▶ Supplied text
* begin *

Figure 1: Proportion of sessions or searches that include at least one click/visitPage event by group.

Next, we compared the clickthrough rates in second and third position by test groups. All the differences in the graph below were significant. In both control and test groups, the clickthrough rates in position 2 were higher than position 3. When comparing the same position between groups, the engagement of the 3rd result in the test group was higher than that in the control group, but not as high as its counterpart, the 2nd result in the control group.

# Compare position 2 and 3
# per session, among all nonzero result session:
engagement_2and3_session <- data1 %>% 
  group_by(event_subTest, event_searchSessionId) %>%
  summarise(clickthrough2 = 2 %in% event_position, clickthrough3 = 3 %in% event_position, 
            clickthrough = "click" %in% event_action|"visitPage" %in% event_action, results = sum(event_hitsReturned, na.rm=TRUE) > 0) %>%
  filter(results == TRUE) %>%
  group_by(event_subTest) %>%
  summarise(clicked2 = sum(clickthrough2), clicked3 = sum(clickthrough3), session = n()) %>%
  cbind(binom:::binom.bayes(.$clicked2, n=.$session)[, c("mean", "lower", "upper")]) %>%
  rename(ctr2 = mean, lower2 = lower, upper2 = upper) %>%
  cbind(binom:::binom.bayes(.$clicked3, n=.$session)[, c("mean", "lower", "upper")]) %>%
  rename(ctr3 = mean, lower3 = lower, upper3 = upper)
# per SERP, among all nonzero result session:
engagement_2and3_serp <- searches %>%
  filter(results == "some") %>%
  group_by(`test group`) %>%
  summarise(clicked2 = sum(`Clicked on position 2`), clicked3 = sum(`Clicked on position 3`), searches = n()) %>%
  cbind(binom:::binom.bayes(.$clicked2, n=.$searches, tol=.Machine$double.eps^0.7)[, c("mean", "lower", "upper")]) %>%
  rename(ctr2 = mean, lower2 = lower, upper2 = upper) %>%
  cbind(binom:::binom.bayes(.$clicked3, n=.$searches, tol=.Machine$double.eps^0.7)[, c("mean", "lower", "upper")]) %>%
  rename(ctr3 = mean, lower3 = lower, upper3 = upper)

* end *

▶ Exercise material
* begin *

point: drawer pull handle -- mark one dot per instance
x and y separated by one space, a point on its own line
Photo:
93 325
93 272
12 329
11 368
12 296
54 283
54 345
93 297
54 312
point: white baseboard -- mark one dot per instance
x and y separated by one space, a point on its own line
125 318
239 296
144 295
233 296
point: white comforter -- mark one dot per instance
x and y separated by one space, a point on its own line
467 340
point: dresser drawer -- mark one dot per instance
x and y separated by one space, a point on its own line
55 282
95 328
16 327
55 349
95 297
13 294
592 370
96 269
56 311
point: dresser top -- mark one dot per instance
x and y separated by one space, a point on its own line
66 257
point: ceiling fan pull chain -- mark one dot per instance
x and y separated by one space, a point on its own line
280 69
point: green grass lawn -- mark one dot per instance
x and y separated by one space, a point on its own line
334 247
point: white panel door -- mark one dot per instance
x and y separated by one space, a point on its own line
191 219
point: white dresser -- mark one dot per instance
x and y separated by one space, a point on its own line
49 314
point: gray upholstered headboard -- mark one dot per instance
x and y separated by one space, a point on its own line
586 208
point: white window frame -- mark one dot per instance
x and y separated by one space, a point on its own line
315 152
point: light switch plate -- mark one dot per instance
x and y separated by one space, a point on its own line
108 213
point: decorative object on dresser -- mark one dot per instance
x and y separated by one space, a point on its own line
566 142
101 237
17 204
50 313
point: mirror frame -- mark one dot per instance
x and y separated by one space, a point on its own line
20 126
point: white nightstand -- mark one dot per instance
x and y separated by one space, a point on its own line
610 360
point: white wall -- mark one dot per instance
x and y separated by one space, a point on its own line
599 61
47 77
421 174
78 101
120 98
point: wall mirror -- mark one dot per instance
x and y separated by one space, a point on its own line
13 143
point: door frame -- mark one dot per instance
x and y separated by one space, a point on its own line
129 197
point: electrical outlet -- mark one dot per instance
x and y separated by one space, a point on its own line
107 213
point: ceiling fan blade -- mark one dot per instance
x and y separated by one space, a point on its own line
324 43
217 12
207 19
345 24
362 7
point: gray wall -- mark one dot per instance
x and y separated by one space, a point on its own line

* end *

▶ Required tasks
- A) In the clickthrough analysis, which result position had the higher clickthrough rate in both the control and test groups, position 2 or position 3?
- B) Could you turn the records from the line containing "point: gray wall -- mark one dot per instance" through the end of the records into a JSON list of strings, one string per line and blank lines omitted?
The text and the records are unrelated material.

▶ The solutions
- A) Position 2 had a higher clickthrough rate than position 3 in both groups.

- B)
[
  "point: gray wall -- mark one dot per instance",
  "x and y separated by one space, a point on its own line"
]